Render the material below as a Markdown table with the columns Row and Line, giving each nonblank line its own row.

Entries pointing to named objects:
========

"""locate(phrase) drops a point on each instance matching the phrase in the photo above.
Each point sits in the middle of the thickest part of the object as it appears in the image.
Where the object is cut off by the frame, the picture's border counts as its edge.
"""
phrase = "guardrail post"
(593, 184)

========

[Complete output]
| Row | Line |
|---|---|
| 1 | """locate(phrase) drops a point on each instance matching the phrase in the photo above. |
| 2 | Each point sits in the middle of the thickest part of the object as it appears in the image. |
| 3 | Where the object is cut off by the frame, the picture's border counts as its edge. |
| 4 | """ |
| 5 | phrase = "guardrail post" |
| 6 | (593, 184) |